> **Work required**:
Where a record holds a picture, leave the picture out; otherwise repeat every record exactly.
(Material provided begins)
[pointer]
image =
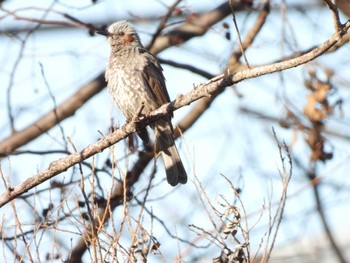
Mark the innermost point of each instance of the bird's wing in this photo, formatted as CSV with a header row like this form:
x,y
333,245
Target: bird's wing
x,y
153,76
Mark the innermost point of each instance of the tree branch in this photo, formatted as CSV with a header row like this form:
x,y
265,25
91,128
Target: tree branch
x,y
200,91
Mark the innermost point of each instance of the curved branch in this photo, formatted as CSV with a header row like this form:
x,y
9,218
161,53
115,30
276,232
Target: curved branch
x,y
200,91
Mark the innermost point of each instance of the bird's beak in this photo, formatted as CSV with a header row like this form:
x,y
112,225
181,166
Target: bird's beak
x,y
103,32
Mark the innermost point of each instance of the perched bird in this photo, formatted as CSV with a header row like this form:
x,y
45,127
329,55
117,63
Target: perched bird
x,y
135,79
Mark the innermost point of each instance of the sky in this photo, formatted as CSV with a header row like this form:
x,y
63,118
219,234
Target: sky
x,y
223,141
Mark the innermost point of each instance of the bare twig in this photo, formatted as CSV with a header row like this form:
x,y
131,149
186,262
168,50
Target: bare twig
x,y
200,91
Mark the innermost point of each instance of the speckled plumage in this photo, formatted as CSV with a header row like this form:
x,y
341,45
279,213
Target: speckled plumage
x,y
134,76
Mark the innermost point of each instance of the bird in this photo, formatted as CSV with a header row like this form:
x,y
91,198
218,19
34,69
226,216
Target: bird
x,y
135,81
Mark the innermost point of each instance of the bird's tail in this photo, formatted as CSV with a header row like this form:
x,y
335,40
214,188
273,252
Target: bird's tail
x,y
175,171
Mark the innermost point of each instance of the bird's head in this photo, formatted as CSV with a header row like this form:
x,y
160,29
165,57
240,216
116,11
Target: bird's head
x,y
121,33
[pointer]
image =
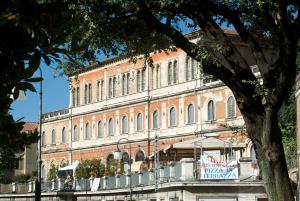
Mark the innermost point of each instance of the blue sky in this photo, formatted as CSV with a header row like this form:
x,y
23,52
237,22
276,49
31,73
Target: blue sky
x,y
55,96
(Material provided ends)
> **Completed exercise**:
[pointer]
image =
Mark the innermost point of each instance of the bird's wing in this photo, formatted as CSV with a header row like this form:
x,y
333,245
Target: bird's wing
x,y
153,76
Mark the innermost point of each instance of the tree branch in this photo, formatted as CSV with a header row like this form:
x,y
265,25
91,128
Target: tree branch
x,y
200,91
Mark the innermost point of each instance of the curved branch in this photo, formatted as CSV with a header row like this form:
x,y
9,218
161,53
115,30
276,232
Target: curved branch
x,y
200,91
Mark the innermost point of each instance of the bird's beak in this photo, formatted as CSV with a header row like this form:
x,y
112,225
181,166
Target: bird's beak
x,y
103,32
Mark the innermost point of each instance of the perched bird in this photo, formatted as CSV with a header row like this form:
x,y
45,127
329,55
117,63
Target: perched bird
x,y
135,79
Mark the innermost point of each instance of the sky in this photo, formatted as CSV with a header row like this form:
x,y
63,118
219,234
Target: sky
x,y
223,141
Mark the innermost point of each instance of the bare twig in this photo, formatted as CSV with a header row like this form:
x,y
131,149
186,262
168,50
Target: bare twig
x,y
200,91
Mark the innermost point of each instance of the speckled plumage in this photo, formatted as CSV with a header row like this form:
x,y
341,45
279,213
Target: speckled plumage
x,y
134,76
Mark the innermost point of each instance of the bird in this photo, formatted as CSV with a header row like this form:
x,y
91,198
218,19
34,69
226,216
Target: bird
x,y
135,81
Mark the innermost point of each instance of the bird's tail in this photo, formatted as CSV with a header row like this form:
x,y
335,40
214,188
273,252
Target: bird's tail
x,y
175,171
Mark the innermost point of each instance of the bird's head in this photo, formatted as CSV with a header row like this form:
x,y
160,29
165,57
240,216
116,11
Target: bird's head
x,y
121,33
[pointer]
image =
Mark the innermost point of each instance of the blue sky in this photo, formatted as CSV with a header row like this form:
x,y
23,52
237,22
276,49
31,73
Target: blue sky
x,y
55,96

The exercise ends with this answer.